Problem to work on: Copy the listing below line for line, starting at the line that contains "Return the mask of every instance of the foreground" and ending at the line that contains "[[[232,172],[232,167],[230,166],[220,166],[220,174],[230,175]]]", with both of those lines included.

Extracted data:
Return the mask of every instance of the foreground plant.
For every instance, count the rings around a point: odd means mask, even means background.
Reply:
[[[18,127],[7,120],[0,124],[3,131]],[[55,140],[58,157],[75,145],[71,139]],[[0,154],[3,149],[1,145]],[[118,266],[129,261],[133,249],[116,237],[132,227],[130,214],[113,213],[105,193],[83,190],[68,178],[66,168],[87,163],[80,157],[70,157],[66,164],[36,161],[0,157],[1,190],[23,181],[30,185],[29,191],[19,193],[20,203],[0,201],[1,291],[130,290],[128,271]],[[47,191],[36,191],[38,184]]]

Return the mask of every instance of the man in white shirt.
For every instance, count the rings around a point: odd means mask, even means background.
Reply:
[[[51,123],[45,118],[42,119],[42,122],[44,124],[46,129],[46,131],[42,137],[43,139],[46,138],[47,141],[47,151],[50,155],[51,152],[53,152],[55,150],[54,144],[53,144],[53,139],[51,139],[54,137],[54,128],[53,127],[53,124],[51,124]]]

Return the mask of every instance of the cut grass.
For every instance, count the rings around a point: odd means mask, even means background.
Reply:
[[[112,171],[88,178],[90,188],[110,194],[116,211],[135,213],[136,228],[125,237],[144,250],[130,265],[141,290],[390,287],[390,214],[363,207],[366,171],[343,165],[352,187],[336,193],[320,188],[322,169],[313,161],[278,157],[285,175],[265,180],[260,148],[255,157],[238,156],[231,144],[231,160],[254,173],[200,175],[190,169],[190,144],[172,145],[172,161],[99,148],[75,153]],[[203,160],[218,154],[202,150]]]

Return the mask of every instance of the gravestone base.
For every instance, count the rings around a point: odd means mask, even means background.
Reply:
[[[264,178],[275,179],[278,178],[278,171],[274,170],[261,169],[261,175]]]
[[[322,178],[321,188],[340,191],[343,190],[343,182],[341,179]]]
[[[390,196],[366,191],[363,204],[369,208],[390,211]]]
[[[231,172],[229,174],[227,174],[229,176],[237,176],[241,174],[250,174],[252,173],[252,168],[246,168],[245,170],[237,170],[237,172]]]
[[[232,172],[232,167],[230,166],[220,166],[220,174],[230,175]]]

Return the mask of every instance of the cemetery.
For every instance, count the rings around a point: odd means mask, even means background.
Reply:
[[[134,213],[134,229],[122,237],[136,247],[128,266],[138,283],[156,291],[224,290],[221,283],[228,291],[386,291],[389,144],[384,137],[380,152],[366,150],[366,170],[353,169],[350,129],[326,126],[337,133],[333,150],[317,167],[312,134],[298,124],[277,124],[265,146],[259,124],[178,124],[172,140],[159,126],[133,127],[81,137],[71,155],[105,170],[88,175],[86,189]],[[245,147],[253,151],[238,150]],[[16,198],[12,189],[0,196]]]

---

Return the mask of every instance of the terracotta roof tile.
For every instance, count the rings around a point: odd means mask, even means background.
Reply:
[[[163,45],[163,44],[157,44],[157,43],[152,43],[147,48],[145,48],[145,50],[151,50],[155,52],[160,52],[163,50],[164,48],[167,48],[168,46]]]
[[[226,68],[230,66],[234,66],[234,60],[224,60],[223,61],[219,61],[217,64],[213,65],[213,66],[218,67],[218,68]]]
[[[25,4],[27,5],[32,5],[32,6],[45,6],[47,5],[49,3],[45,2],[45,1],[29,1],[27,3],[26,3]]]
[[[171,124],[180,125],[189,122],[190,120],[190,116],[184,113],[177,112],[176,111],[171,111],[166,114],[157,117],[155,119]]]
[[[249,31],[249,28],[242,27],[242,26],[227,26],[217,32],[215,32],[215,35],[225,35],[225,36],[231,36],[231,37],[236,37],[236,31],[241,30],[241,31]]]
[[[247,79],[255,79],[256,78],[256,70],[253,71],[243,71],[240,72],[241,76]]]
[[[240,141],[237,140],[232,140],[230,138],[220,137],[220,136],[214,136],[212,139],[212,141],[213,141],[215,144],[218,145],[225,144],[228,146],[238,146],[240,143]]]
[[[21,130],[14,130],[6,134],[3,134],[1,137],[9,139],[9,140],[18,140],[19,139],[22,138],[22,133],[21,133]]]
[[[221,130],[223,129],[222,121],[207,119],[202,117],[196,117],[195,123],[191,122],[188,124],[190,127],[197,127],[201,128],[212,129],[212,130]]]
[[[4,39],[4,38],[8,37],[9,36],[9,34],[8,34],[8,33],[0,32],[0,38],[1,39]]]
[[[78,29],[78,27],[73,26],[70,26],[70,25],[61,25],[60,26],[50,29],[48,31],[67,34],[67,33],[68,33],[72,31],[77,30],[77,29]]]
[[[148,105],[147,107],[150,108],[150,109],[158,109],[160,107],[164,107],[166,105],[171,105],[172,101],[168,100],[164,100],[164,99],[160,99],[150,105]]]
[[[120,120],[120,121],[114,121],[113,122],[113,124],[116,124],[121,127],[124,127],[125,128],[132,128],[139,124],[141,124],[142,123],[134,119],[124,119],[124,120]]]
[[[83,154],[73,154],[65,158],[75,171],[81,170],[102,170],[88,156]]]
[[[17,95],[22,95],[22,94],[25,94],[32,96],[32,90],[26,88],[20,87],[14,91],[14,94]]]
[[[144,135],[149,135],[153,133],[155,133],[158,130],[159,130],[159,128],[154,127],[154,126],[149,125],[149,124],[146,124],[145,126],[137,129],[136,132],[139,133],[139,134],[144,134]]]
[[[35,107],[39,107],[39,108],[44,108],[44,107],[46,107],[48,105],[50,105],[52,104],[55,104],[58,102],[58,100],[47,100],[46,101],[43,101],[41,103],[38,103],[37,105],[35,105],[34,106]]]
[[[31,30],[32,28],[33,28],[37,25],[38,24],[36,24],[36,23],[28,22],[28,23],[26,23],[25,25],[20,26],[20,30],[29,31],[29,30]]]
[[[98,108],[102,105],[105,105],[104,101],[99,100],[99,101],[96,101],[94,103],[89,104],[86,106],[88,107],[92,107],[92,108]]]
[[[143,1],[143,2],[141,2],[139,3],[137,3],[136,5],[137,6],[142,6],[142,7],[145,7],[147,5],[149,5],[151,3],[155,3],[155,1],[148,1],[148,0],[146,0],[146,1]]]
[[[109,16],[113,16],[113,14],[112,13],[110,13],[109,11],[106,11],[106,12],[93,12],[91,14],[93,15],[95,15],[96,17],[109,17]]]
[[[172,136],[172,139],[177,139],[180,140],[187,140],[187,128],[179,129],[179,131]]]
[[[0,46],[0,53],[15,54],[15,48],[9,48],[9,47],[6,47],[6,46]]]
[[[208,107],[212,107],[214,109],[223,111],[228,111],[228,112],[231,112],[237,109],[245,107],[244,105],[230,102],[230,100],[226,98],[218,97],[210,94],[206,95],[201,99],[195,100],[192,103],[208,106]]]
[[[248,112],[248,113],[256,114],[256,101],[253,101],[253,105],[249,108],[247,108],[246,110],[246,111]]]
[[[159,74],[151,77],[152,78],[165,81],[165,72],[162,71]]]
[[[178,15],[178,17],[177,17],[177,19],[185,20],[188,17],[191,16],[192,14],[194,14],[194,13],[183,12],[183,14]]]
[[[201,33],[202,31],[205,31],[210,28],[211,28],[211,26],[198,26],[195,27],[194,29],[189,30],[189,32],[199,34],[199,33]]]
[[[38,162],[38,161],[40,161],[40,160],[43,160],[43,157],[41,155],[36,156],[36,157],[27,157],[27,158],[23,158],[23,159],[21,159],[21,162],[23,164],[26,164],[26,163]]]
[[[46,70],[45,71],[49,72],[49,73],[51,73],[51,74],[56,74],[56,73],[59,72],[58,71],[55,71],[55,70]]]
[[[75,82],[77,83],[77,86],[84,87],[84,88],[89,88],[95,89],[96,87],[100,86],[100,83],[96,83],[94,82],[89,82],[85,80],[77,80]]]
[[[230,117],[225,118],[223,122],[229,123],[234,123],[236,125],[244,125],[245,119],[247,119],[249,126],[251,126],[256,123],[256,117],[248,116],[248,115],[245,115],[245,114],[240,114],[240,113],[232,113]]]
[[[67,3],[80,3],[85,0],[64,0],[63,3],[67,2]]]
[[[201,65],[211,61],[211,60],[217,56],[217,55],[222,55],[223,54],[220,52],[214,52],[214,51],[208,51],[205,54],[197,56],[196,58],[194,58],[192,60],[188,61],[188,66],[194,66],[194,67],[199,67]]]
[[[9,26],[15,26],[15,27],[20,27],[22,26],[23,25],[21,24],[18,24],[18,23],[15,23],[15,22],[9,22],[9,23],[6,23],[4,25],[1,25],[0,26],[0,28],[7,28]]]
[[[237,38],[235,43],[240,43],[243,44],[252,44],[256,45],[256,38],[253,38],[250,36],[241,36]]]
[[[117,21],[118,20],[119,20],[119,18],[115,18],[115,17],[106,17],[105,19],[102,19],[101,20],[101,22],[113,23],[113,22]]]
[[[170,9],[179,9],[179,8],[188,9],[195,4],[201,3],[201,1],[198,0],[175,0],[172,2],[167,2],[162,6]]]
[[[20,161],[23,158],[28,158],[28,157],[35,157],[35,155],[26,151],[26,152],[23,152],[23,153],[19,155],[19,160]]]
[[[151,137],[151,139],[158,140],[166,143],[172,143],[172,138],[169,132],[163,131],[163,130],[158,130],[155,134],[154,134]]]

Task output:
Return the mask of every instance of the foreground plant.
For every instance, count the rings around a point: odd means mask, even means background.
Reply:
[[[18,127],[7,120],[0,124],[3,131]],[[55,140],[58,157],[75,145],[71,139]],[[0,154],[3,149],[1,145]],[[118,266],[129,261],[133,249],[116,237],[132,227],[130,214],[113,213],[105,193],[83,190],[68,178],[66,168],[87,163],[80,157],[70,157],[66,164],[36,161],[0,157],[1,190],[23,181],[30,185],[29,191],[19,193],[20,203],[0,201],[1,291],[130,290],[128,271]],[[47,191],[36,191],[38,184]]]

Return the mask of every instance of the man in white shirt.
For every instance, count the rings around a point: odd means mask, even means background.
Reply:
[[[51,123],[45,118],[42,119],[42,122],[44,124],[46,129],[46,131],[42,137],[43,139],[46,138],[47,141],[47,151],[50,155],[51,152],[53,152],[55,150],[54,144],[53,144],[53,139],[51,139],[54,137],[54,128],[53,127],[53,124],[51,124]]]

Return the mask of every instance of the cut grass.
For every instance, count the rings around a point: odd means mask, even means background.
Reply:
[[[112,171],[88,178],[90,188],[110,194],[116,211],[135,213],[136,228],[125,237],[144,250],[130,265],[141,290],[390,287],[390,214],[363,207],[366,171],[343,165],[352,187],[336,193],[320,188],[322,169],[313,161],[278,157],[285,175],[265,180],[260,148],[255,157],[238,156],[231,144],[231,160],[254,173],[200,175],[190,169],[190,144],[172,145],[172,161],[99,148],[75,153]],[[203,160],[218,154],[202,150]]]

Return the mask of every instance of the gravestone base.
For every instance, count the rings around a point: odd means mask, even means background.
Reply:
[[[264,178],[275,179],[278,178],[278,171],[274,170],[261,169],[261,175]]]
[[[322,178],[321,188],[340,191],[343,190],[343,182],[341,179]]]
[[[390,196],[366,191],[363,204],[369,208],[390,211]]]
[[[231,172],[229,174],[227,174],[229,176],[237,176],[241,174],[250,174],[252,173],[252,168],[246,168],[245,170],[237,170],[237,172]]]
[[[232,172],[232,167],[230,166],[220,166],[220,174],[230,175]]]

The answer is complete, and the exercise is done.